Rewrite every record below, substituting "image" for "photo" and leaving everything else unchanged. Omit the pictures from your answer.

## Named object pointing records:
▶
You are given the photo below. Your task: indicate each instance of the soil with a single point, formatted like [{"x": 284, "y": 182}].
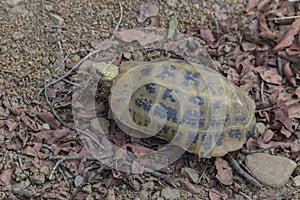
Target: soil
[{"x": 35, "y": 38}]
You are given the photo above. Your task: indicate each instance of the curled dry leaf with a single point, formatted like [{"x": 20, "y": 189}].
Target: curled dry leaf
[
  {"x": 224, "y": 174},
  {"x": 270, "y": 75}
]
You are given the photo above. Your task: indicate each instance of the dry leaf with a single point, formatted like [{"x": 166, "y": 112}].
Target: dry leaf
[
  {"x": 224, "y": 174},
  {"x": 251, "y": 4},
  {"x": 289, "y": 37},
  {"x": 268, "y": 135},
  {"x": 215, "y": 195},
  {"x": 281, "y": 114},
  {"x": 270, "y": 75}
]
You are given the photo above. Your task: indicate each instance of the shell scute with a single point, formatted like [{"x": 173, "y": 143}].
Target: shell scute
[{"x": 201, "y": 111}]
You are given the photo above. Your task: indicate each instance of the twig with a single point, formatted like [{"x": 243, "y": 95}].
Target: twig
[
  {"x": 64, "y": 176},
  {"x": 121, "y": 15},
  {"x": 240, "y": 171},
  {"x": 67, "y": 81},
  {"x": 288, "y": 17},
  {"x": 67, "y": 73},
  {"x": 216, "y": 22},
  {"x": 244, "y": 195},
  {"x": 262, "y": 91},
  {"x": 256, "y": 151},
  {"x": 280, "y": 69},
  {"x": 100, "y": 157},
  {"x": 65, "y": 124},
  {"x": 55, "y": 166}
]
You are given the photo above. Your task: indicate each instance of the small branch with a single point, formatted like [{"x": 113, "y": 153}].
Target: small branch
◀
## Exercise solution:
You are given the image below. Your task: indicate each instance of the soil with a single point, formatted like [{"x": 284, "y": 182}].
Target: soil
[{"x": 35, "y": 38}]
You are given the image above. Your task: indicate each instance of the curled dry leaf with a single point, formatted like [{"x": 20, "y": 189}].
Target: curled dry leaf
[
  {"x": 224, "y": 174},
  {"x": 270, "y": 75}
]
You are given the image above. Your task: indicate each instance of the dry leaf with a single point, formatted like [{"x": 166, "y": 112}].
Target: dry leaf
[
  {"x": 224, "y": 174},
  {"x": 251, "y": 4},
  {"x": 289, "y": 37},
  {"x": 268, "y": 135},
  {"x": 215, "y": 195},
  {"x": 281, "y": 114},
  {"x": 270, "y": 75}
]
You are given the image above. Your task: indicate each instance of the shell scute with a single point, formatted like [{"x": 173, "y": 143}].
Target: shell scute
[{"x": 201, "y": 111}]
You are given the image above. Your task: indicate each instance of the twig with a single point, formatted like [{"x": 243, "y": 95}].
Target: twig
[
  {"x": 64, "y": 176},
  {"x": 121, "y": 15},
  {"x": 240, "y": 171},
  {"x": 67, "y": 81},
  {"x": 288, "y": 17},
  {"x": 67, "y": 73},
  {"x": 216, "y": 22},
  {"x": 244, "y": 195},
  {"x": 262, "y": 91},
  {"x": 256, "y": 151},
  {"x": 280, "y": 69},
  {"x": 100, "y": 157},
  {"x": 65, "y": 124},
  {"x": 55, "y": 166}
]
You are given the image above. Your task: indicate each instance of the small branch with a single point, formatted like [{"x": 113, "y": 153}].
Target: small branch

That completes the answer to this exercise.